__INSTRUCTIONS TO FOLLOW__
Reproduce all of the data that follows, character for character.

[SUPPLIED ENTRIES]

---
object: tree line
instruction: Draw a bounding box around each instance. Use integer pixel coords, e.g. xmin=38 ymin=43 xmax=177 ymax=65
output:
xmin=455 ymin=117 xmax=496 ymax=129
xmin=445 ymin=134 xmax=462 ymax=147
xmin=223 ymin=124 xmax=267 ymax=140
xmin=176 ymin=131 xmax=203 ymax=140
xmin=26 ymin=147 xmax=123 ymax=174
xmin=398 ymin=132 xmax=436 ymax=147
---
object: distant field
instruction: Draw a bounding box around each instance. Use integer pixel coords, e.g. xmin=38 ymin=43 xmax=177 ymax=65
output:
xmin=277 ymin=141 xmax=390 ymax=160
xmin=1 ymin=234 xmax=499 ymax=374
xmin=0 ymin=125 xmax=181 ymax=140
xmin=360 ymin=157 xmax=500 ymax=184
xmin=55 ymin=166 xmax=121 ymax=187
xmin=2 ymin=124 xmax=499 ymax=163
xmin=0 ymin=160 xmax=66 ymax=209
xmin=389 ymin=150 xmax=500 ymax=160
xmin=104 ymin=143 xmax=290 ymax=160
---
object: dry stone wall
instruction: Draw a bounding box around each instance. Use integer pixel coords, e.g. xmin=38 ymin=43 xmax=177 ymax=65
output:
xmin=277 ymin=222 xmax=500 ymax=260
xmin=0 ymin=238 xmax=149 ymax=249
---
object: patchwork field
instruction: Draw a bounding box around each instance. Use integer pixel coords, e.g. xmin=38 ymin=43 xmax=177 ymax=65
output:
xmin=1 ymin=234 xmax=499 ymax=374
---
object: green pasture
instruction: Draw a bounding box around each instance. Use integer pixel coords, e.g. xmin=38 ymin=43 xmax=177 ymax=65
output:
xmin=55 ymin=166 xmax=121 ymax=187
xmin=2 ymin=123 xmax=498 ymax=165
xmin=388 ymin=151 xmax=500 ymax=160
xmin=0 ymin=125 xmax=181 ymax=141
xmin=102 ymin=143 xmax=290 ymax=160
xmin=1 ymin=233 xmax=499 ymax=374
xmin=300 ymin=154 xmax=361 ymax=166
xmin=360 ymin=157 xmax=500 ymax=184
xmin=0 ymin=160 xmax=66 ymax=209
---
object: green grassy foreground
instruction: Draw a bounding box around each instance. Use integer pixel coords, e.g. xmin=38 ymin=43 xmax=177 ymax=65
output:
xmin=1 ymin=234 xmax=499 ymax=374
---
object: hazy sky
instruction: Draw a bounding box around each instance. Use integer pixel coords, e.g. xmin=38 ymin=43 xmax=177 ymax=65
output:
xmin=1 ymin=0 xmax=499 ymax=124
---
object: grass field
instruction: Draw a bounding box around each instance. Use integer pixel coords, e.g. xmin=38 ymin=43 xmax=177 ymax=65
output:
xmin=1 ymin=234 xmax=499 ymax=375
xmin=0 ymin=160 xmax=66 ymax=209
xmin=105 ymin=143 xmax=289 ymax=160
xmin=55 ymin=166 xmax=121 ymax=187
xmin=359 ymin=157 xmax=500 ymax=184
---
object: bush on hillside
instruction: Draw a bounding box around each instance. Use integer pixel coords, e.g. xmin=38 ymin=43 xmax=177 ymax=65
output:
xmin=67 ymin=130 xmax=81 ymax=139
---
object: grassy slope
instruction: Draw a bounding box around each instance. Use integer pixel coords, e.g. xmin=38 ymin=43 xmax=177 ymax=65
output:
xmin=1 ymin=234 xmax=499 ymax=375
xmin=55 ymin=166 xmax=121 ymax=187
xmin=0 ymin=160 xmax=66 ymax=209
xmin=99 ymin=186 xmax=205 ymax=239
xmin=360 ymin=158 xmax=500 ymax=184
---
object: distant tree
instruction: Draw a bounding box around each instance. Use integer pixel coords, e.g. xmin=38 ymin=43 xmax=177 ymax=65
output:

[/SUPPLIED ENTRIES]

__YOUR RESPONSE__
---
object: tree line
instruction: Draw a bounding box around each instance. Use integer pixel coords, e.g. xmin=38 ymin=43 xmax=177 ymax=65
output:
xmin=455 ymin=117 xmax=496 ymax=129
xmin=445 ymin=134 xmax=462 ymax=147
xmin=223 ymin=124 xmax=267 ymax=140
xmin=176 ymin=131 xmax=203 ymax=140
xmin=26 ymin=147 xmax=123 ymax=174
xmin=398 ymin=132 xmax=436 ymax=147
---
object: distant field
instruction: Draw a bounding box around each instance. Use integer pixel coords, e.g. xmin=38 ymin=43 xmax=177 ymax=65
output:
xmin=277 ymin=141 xmax=390 ymax=160
xmin=1 ymin=234 xmax=499 ymax=374
xmin=0 ymin=125 xmax=181 ymax=140
xmin=360 ymin=157 xmax=500 ymax=184
xmin=55 ymin=166 xmax=121 ymax=187
xmin=2 ymin=124 xmax=499 ymax=163
xmin=0 ymin=160 xmax=66 ymax=209
xmin=389 ymin=150 xmax=500 ymax=160
xmin=104 ymin=143 xmax=290 ymax=160
---
object: dry stone wall
instruction: Draw a bounding box around each instance. Use integer pixel coords, e.g. xmin=38 ymin=43 xmax=177 ymax=65
output:
xmin=277 ymin=222 xmax=500 ymax=260
xmin=0 ymin=238 xmax=149 ymax=249
---
object: patchwork field
instruction: Draw a bounding box around each instance. Use integer pixel coords, e.g. xmin=38 ymin=43 xmax=177 ymax=65
output:
xmin=1 ymin=234 xmax=499 ymax=374
---
object: green pasture
instruction: Draw a bounding box around each instance. Use integer pixel coords, e.g. xmin=38 ymin=43 xmax=177 ymax=65
output:
xmin=55 ymin=166 xmax=121 ymax=187
xmin=2 ymin=123 xmax=498 ymax=165
xmin=388 ymin=151 xmax=500 ymax=160
xmin=0 ymin=125 xmax=181 ymax=141
xmin=102 ymin=143 xmax=290 ymax=160
xmin=1 ymin=233 xmax=499 ymax=374
xmin=300 ymin=154 xmax=361 ymax=166
xmin=360 ymin=157 xmax=500 ymax=184
xmin=0 ymin=160 xmax=66 ymax=209
---
object: green grassy foreground
instruction: Draw a bounding box around each instance. Use integer pixel coords, e.g. xmin=38 ymin=43 xmax=177 ymax=65
output:
xmin=1 ymin=234 xmax=499 ymax=374
---
object: hazy sky
instruction: Draw a bounding box around each instance. Use integer pixel coords, e.g. xmin=38 ymin=43 xmax=177 ymax=65
output:
xmin=1 ymin=0 xmax=499 ymax=124
---
object: grass field
instruction: Draw a bounding box around each instance. Use integer pixel coords, e.g. xmin=38 ymin=43 xmax=177 ymax=65
output:
xmin=1 ymin=234 xmax=499 ymax=375
xmin=0 ymin=160 xmax=66 ymax=209
xmin=105 ymin=143 xmax=289 ymax=160
xmin=55 ymin=166 xmax=121 ymax=187
xmin=359 ymin=157 xmax=500 ymax=184
---
object: bush on hillside
instruction: Draw a bounding box around each instance. Use integer pixel coords, e.g. xmin=38 ymin=43 xmax=177 ymax=65
output:
xmin=67 ymin=130 xmax=81 ymax=139
---
object: grassy slope
instruction: Draw a bounding box around each instance. Use integer pixel coords, e.g. xmin=38 ymin=43 xmax=177 ymax=65
output:
xmin=1 ymin=234 xmax=499 ymax=375
xmin=55 ymin=166 xmax=121 ymax=187
xmin=0 ymin=160 xmax=66 ymax=209
xmin=99 ymin=186 xmax=205 ymax=239
xmin=360 ymin=158 xmax=500 ymax=184
---
object: distant tree
instruction: Draw a bounding box around each instance. Use integer pixel coords, e.g. xmin=38 ymin=43 xmax=177 ymax=65
output:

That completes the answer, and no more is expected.